Brano scelto →
Il Codice approvato il 7 gennaio 1978, in vigore all’epoca in cui si è svolta la vicenda che ha dato vita alla decisione che si annota, accorda, infatti, al medico una piú ampia libertà nel decidere se informare il paziente e con quali termini.
L’art. 39 del Codice del 1989 prevede, invece, il dovere del medico di avvisare almeno i congiunti nel caso in cui decida di non rivelare al malato la prognosi infausta.
Solo con il Codice del 1995 non è piú possibile per il medico omettere alcuna informazione al paziente, anche se nell’informarlo dovrà tenere «conto del suo livello di cultura e di emotività e delle sue capacità di discernimento» (art. 29).
Nel caso specifico di malattie o malformazioni riscontrate nel nascituro si tratta di dovere di informazione nei confronti dei congiunti del paziente. Il margine, quindi, tacitamente lasciato alla discrezionalità del medico dal Codice deontologico del 1978, nel quale manca il riferimento all’informazione ai congiunti, sembra essere revocato già dal Codice del 1989.
In tema di responsabilità del medico tra gli altri: Iadecola, La responsabilità penale del medico tra posizione di garanzia e rispetto della volontà del paziente, in Cass. Pen., 1998, 953; Oddi, In tema di responsabilità del medico, in Giur. It., 1998, 38; Siracusano, Ancora sulla responsabilità colposa del medico: analisi della giurisprudenza sulle forme e i gradi della colpa, in Cass. Pen., 1997, 2904; Benedetti, Natura della responsabilità del medico e ripartizione dell’onere della prova, in Danno e Resp., 1997, 100; Fiore, Note in tema di responsabilità professionale del medico per omessa diagnosi precoce, in Rass. Giur. Umbra, 1997, 737; Basile, Spunti di riflessione sul tema della responsabilità professionale del medico, in Dir. Economia Assicuraz., 1996, 275; Lenoci, Diritto a nascere sani e responsabilità di assistenza al parto, in Foro It., 1996, I, 2494.
Per quanto attiene all’atteggiamento della giurisprudenza nel caso specifico di mancata informazione da parte dei sanitari delle malformazioni del nascituro, in un primo tempo (Trib. Pordenone, 18 marzo 1992, in Riv. It. medicina legale, 1998, 136) non ha ravvisato nel comportamento del medico il reato di omissione di atti d’ufficio, previsto dall’art. 328 c. p. Osserva in merito il Tribunale di Pordenone che l’informazione de quo non costituisce «un atto che per ragioni di sanità doveva essere posto in essere senza ritardo» dal momento che l’alterazione genetica è emersa alla trentesima settimana di gestazione, e nulla piú poteva essere fatto per evitare o limitare l’entità delle malformazioni.

Consegna → Secondo il brano scelto, con quale Codice diventa impossibile per il medico omettere qualsiasi informazione al paziente? Le righe qui sotto non hanno alcun ruolo in questo lavoro.

Dati di espressioni referenziali basati su foto:
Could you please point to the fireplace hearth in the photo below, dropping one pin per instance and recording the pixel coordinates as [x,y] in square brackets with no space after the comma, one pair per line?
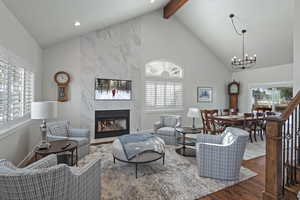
[111,123]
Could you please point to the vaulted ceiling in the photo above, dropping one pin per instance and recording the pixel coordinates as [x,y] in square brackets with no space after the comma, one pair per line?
[52,21]
[269,22]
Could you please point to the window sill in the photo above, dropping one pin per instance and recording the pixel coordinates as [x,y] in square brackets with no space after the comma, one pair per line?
[164,110]
[8,130]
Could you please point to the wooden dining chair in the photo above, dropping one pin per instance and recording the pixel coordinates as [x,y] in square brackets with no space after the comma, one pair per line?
[233,111]
[225,112]
[260,124]
[212,125]
[250,125]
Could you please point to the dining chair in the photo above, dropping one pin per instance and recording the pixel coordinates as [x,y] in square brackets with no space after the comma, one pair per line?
[250,125]
[234,111]
[213,126]
[225,112]
[260,124]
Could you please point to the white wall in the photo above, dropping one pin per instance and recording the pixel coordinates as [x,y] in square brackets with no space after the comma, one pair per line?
[160,39]
[296,70]
[15,143]
[171,40]
[275,74]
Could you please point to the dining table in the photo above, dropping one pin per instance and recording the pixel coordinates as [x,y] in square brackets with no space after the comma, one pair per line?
[236,120]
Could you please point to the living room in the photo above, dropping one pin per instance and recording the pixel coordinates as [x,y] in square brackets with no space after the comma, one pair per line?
[171,56]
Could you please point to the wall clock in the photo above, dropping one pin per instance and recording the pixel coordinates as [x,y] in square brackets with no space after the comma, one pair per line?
[62,79]
[233,91]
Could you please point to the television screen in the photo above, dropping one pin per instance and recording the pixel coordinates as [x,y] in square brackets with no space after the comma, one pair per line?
[110,89]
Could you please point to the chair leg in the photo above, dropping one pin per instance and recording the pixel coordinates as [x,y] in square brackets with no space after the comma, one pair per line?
[261,135]
[255,136]
[250,136]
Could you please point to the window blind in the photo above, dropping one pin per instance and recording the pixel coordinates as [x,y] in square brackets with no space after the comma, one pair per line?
[16,92]
[160,94]
[3,91]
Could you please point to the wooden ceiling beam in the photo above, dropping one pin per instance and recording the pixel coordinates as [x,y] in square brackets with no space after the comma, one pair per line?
[172,7]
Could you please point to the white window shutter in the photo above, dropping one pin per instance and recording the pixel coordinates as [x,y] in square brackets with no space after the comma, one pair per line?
[28,93]
[3,92]
[16,89]
[16,92]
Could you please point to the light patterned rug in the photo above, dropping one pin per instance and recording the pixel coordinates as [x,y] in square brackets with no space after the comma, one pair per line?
[255,149]
[176,180]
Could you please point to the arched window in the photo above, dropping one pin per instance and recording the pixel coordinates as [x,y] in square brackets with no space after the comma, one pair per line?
[163,85]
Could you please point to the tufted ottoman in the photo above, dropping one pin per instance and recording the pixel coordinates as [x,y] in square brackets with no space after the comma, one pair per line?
[138,149]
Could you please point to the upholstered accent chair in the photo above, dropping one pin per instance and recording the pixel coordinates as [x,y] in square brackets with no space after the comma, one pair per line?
[45,179]
[61,130]
[166,128]
[220,156]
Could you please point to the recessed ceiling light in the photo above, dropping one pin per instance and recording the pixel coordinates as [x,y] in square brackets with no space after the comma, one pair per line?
[77,23]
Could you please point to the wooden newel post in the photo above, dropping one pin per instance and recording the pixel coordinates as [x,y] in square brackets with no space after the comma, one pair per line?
[273,185]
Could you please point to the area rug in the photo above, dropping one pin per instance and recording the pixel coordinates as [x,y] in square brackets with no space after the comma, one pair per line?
[176,180]
[255,149]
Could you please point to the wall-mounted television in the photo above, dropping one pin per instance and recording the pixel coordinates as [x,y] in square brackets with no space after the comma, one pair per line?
[112,89]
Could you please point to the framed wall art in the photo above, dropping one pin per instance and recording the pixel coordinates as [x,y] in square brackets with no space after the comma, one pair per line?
[205,94]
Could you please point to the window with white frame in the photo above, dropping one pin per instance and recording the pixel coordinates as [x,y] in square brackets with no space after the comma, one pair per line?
[163,86]
[16,92]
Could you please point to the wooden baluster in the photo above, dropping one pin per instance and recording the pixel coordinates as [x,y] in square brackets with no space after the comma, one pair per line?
[273,186]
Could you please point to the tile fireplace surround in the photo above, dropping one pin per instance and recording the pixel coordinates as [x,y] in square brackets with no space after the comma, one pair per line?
[111,123]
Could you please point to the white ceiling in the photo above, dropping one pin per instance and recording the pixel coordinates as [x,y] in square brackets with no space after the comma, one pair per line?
[269,24]
[51,21]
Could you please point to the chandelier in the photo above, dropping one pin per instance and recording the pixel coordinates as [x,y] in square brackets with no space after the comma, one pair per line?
[245,61]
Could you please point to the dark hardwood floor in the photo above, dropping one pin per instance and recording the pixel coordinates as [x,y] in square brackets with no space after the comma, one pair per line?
[247,190]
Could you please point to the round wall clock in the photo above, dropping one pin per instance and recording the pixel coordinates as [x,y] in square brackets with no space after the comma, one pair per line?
[233,88]
[62,79]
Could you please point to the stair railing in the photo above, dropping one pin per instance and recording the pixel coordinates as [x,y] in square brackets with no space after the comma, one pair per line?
[282,155]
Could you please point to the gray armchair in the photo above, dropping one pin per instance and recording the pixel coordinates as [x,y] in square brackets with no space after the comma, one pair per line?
[61,130]
[220,156]
[45,179]
[165,128]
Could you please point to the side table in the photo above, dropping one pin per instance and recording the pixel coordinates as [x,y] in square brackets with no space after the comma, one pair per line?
[57,147]
[184,150]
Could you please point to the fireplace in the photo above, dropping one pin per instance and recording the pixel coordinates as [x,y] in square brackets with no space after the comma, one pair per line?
[111,123]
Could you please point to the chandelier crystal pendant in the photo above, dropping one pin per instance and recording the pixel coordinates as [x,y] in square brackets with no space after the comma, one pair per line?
[245,61]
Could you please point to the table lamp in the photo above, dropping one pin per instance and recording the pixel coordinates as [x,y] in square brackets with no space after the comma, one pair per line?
[44,110]
[193,113]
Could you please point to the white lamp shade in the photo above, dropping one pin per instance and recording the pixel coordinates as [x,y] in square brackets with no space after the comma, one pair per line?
[44,110]
[194,113]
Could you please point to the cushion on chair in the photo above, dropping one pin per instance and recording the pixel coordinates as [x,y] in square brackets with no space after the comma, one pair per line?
[81,140]
[59,128]
[228,138]
[167,131]
[170,121]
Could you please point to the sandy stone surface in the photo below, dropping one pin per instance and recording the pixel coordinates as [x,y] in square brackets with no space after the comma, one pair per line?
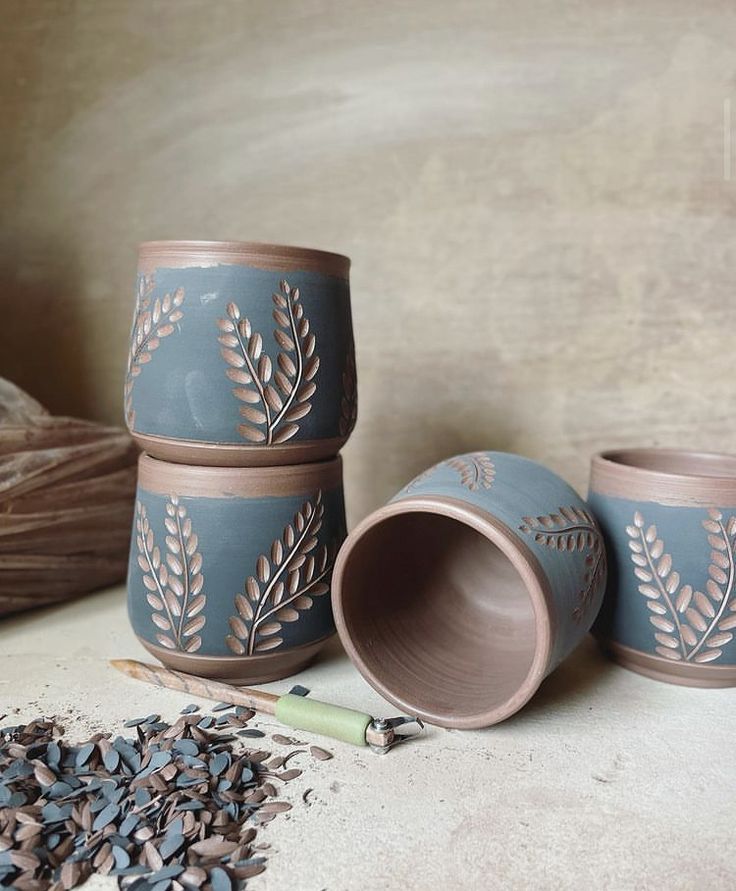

Soluzione → Con il Codice del 1995.